EXCERPT →
------------------------------------------------------------------------
Maybe you gave up on it in 2010. It’s time to take another look.
Social media marketing is so 2010, right?
By now, you have heard a dozen gurus promise near-magical results if you incorporate Facebook or Twitter or LinkedIn into your marketing. We hear how powerful social media is so frequently that many of us have stopped believing in it.
We made an account on LinkedIn, posted a few times, and when we didn’t see the magnificent return we were promised, we left our profile to collect digital dust.
For advisors, especially those pursuing business owners and decision makers, LinkedIn still matters, and you should likely be more active on that platform.
(Related: Rethink Your First B2B Client and go Digital)
LinkedIn is closing in on 500 million users, which means that your prospects, your clients, and their peers (the folks you wouldn’t mind meeting as well) are likely using LinkedIn. Whether you sell life insurance, annuities, health insurance or other products, incorporating consistent LinkedIn activity into your marketing efforts is an opportunity for you to build relationships with partners, to nurture prospects, and to retain clients by staying top of mind. These are soft touches, like a drip email campaign, but they add up.
Here is the approach we have seen work in our business and in the businesses of the advisors we serve:
- Follow up conversations with a LinkedIn connection. If you meet someone at an event or by happenstance and if that conversation was meaningful, follow it up with a LinkedIn connection and a short personal note. Even if the prospect does not convert immediately, having them in your LinkedIn network means that you can influence them over the long term.
------------------------------------------------------------------------
DATASET RECORDS →
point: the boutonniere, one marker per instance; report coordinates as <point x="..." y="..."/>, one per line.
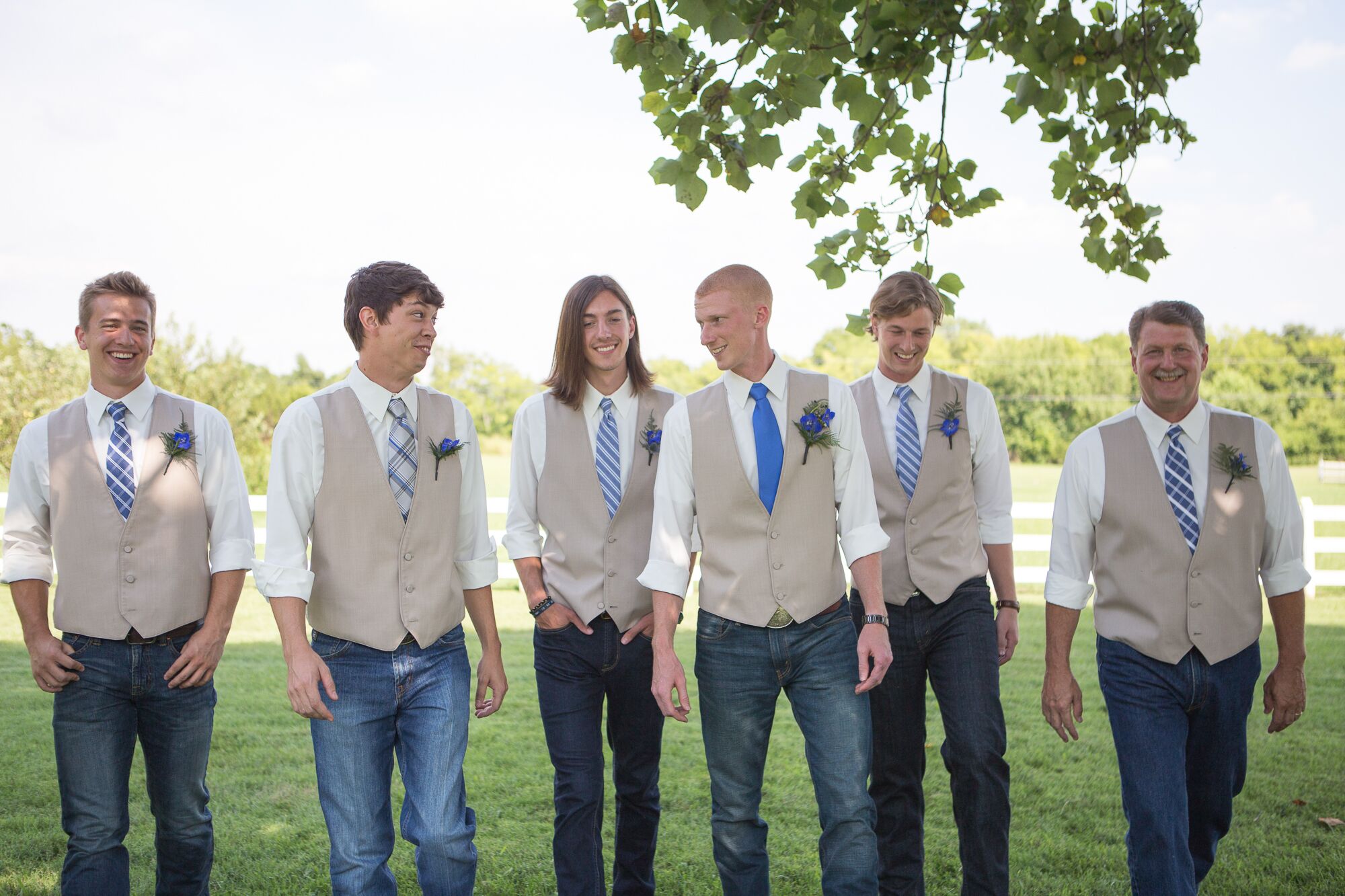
<point x="180" y="443"/>
<point x="445" y="448"/>
<point x="816" y="427"/>
<point x="652" y="439"/>
<point x="952" y="417"/>
<point x="1234" y="463"/>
------------------------------------------------------------------------
TO DO →
a: Answer these from the article on LinkedIn marketing for advisors:
(i) How many users is LinkedIn said to be closing in on?
(ii) What year does the article say social media marketing is "so"?
(iii) After a meaningful conversation, what should go along with the LinkedIn connection?
b: Carry on the article about LinkedIn marketing for advisors past its final sentence.

TASK ANSWERS →
a:
(i) 500 million
(ii) 2010
(iii) A short personal note

b:
- Pursue quality rather than quantity. Leveraging LinkedIn is not like playing an arcade machine: high scores don’t matter here. Adding 2 or 3 worthwhile connections is more impactful than spamming 100 people with connection requests.
- Remember that consistency trumps volume. Posting once a week or every other week with content that’s meaningful and of interest to your audience will produce far better results than forcing yourself to post something each day just for the sake of posting.
- Extend your outbound marketing activities to LinkedIn. Are you hosting a webinar or a seminar? Post about it on LinkedIn. Invite people to join, and give them an access to a recording if they are not able to attend.
- Be patient. You will not become an overnight advising hit on social media, so start this activity with the expectation that growth will be slow and that returns will be slow to build. They will eventually be incredibly value returns, but you have to put the work in first.
With these strategic points in mind, you need to start posting. Even if you aim to maintain a relatively small amount of LinkedIn activity (two to four posts a month), finding something interesting to say with that frequency can be a challenge. To keep this obstacle from derailing your best laid plans, here’s a cheat sheet for advisor-friendly LinkedIn activity:
- Share partner content. Your strategic partnerships can be a source of referrals and a source of worthwhile content. Follow your partners on social media and subscribe to their email lists. When they share something interest, share it with your network. In most cases, your partners will see you supporting them, which in turn will motivate them to share your content with their audiences as well.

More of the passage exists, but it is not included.